(Location labeling records)
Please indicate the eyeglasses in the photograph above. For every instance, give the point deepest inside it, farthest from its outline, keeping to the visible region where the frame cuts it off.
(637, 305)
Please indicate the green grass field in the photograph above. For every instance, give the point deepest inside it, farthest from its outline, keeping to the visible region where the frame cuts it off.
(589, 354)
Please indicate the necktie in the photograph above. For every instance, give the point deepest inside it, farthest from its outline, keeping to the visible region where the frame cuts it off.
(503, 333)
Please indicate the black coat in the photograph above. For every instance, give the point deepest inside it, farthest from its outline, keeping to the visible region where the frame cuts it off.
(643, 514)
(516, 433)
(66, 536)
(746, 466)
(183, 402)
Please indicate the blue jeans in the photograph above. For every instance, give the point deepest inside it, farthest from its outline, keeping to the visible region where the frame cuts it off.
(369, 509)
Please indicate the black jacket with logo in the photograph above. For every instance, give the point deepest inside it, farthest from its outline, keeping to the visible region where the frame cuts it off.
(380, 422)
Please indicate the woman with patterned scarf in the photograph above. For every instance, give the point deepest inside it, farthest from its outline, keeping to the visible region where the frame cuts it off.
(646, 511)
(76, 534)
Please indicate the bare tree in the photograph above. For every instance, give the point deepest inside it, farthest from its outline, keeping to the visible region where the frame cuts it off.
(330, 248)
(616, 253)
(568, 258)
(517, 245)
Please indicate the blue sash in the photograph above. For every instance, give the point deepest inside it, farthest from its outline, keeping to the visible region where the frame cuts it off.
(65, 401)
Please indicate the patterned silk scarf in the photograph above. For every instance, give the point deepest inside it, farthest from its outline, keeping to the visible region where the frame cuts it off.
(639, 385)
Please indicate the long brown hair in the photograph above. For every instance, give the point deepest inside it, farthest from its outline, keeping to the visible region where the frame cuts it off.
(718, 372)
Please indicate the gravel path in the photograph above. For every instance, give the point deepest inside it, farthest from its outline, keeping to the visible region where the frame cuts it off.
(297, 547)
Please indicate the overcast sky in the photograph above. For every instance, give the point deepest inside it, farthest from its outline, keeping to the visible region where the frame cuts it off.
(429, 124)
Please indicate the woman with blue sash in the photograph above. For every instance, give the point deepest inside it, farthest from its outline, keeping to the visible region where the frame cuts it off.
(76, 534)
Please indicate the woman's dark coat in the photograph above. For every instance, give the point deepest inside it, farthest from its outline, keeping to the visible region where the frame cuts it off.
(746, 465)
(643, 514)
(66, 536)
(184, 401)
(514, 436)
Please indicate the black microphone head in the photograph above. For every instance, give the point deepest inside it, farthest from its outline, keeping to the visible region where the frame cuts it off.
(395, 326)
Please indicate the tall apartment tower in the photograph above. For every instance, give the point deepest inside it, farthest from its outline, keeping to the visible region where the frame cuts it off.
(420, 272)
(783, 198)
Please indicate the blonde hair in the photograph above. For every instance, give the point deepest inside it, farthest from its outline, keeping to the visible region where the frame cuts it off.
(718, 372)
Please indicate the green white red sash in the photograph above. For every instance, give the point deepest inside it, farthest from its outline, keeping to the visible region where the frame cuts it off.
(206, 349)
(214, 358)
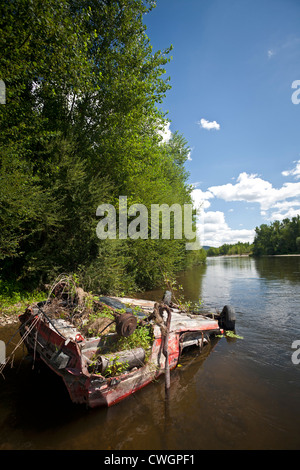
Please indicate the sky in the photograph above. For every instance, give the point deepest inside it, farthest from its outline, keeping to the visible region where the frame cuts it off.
(235, 97)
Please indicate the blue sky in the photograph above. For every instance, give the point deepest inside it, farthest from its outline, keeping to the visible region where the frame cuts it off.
(232, 69)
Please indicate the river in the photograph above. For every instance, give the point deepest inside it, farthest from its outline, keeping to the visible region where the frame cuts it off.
(240, 393)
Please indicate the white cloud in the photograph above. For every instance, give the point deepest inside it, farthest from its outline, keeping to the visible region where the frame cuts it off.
(200, 198)
(275, 204)
(208, 124)
(294, 172)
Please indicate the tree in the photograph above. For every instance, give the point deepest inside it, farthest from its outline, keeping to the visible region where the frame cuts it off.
(80, 128)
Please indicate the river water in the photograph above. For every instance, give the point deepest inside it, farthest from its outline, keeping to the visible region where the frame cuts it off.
(240, 393)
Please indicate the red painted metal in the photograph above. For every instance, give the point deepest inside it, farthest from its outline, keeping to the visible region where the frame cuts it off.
(68, 357)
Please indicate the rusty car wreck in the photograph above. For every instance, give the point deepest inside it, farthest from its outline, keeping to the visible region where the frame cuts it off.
(87, 363)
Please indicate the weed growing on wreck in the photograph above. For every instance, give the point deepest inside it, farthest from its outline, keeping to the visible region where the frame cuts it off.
(116, 368)
(230, 334)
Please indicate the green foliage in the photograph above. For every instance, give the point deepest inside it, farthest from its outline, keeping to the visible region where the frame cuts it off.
(239, 248)
(278, 238)
(79, 129)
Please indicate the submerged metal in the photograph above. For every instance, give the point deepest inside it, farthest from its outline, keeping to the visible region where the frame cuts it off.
(83, 362)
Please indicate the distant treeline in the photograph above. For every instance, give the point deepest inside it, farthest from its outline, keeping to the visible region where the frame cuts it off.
(79, 128)
(278, 238)
(227, 249)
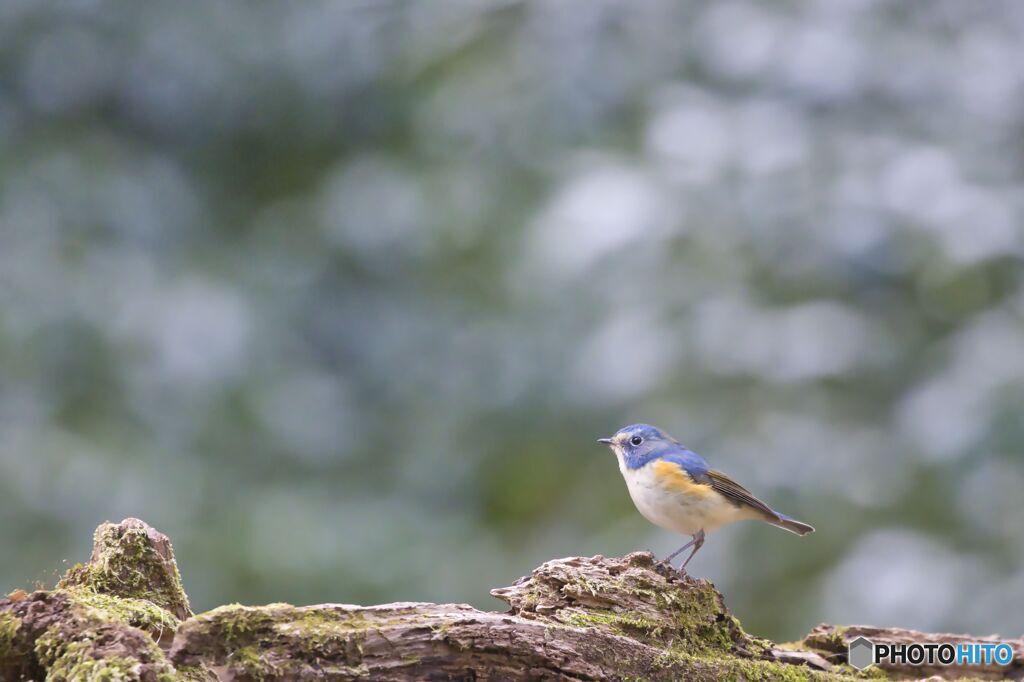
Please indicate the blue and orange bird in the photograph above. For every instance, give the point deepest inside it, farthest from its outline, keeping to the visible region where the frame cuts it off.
(676, 489)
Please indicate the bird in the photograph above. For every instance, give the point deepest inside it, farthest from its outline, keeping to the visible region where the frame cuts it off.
(675, 488)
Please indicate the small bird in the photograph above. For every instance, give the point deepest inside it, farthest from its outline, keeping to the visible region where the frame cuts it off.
(675, 488)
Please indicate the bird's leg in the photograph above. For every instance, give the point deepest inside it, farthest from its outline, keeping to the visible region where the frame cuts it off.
(697, 543)
(680, 550)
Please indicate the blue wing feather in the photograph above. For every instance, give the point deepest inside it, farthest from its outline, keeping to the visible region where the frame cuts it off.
(690, 462)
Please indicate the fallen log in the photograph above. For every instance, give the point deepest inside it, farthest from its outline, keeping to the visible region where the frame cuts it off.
(124, 615)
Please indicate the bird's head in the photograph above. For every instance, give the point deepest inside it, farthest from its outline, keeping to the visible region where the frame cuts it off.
(637, 440)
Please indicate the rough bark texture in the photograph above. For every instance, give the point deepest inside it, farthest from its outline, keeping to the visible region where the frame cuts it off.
(125, 616)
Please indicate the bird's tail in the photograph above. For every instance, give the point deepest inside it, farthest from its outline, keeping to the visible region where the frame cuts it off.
(791, 524)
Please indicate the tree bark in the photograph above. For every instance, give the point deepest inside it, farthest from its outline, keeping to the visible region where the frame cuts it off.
(125, 616)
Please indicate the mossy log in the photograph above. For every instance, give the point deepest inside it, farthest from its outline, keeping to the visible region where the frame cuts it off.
(124, 615)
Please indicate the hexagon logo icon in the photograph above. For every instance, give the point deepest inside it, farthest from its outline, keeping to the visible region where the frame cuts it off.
(861, 652)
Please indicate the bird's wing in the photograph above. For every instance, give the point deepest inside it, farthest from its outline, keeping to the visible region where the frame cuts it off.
(689, 461)
(736, 493)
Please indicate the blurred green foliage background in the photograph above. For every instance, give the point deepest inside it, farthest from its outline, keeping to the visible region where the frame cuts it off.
(339, 295)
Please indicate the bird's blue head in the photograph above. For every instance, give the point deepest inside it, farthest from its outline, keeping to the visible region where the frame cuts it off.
(639, 443)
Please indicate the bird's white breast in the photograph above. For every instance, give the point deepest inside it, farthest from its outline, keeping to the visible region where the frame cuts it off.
(676, 510)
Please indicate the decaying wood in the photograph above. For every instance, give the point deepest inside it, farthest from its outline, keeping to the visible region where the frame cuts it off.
(124, 616)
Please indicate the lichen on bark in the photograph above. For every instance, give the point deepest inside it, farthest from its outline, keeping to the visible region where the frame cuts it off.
(124, 615)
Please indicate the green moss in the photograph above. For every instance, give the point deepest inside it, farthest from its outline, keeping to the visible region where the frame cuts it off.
(75, 664)
(125, 563)
(623, 624)
(140, 613)
(748, 670)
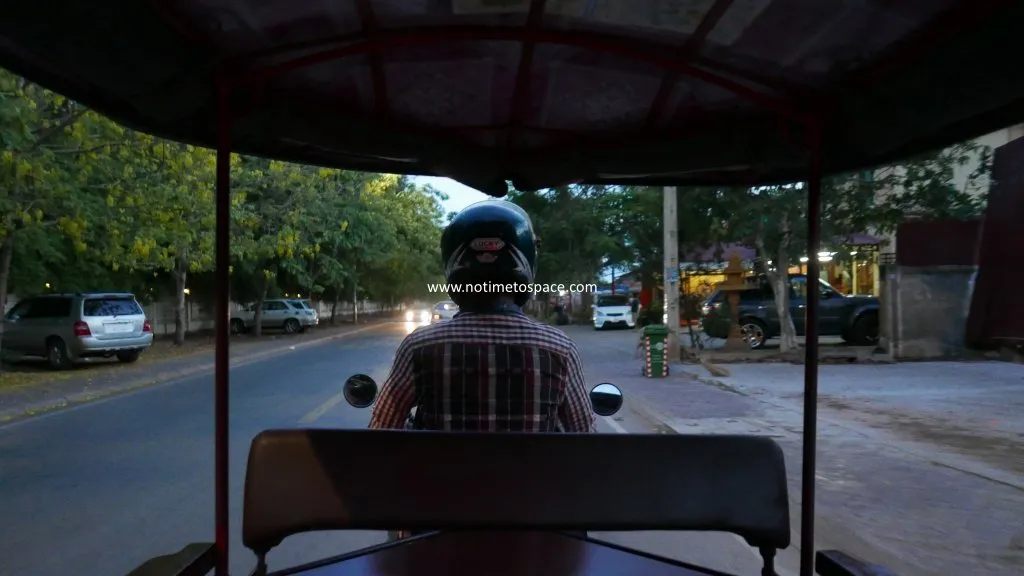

* [STATED PROBLEM]: Locate each line above that contains the word "bark" and copy those lines out in full.

* [OUTPUT]:
Please indicate the rough bark texture in the photograph above. For every instance, give the point deepest inside it, farthest from its outline, keeping to the visible region where the frame cuts it off.
Please indicate the tree bark in the photograph above. For every instance, give the point deepest inside it, farthest from its outline, keeping to the visible region where the frame cuts it off.
Please indicate the lichen on bark in the photograph above. For every instance, give the point deepest inside it, farthest from its outline, keeping to the visible region where the frame cuts it off.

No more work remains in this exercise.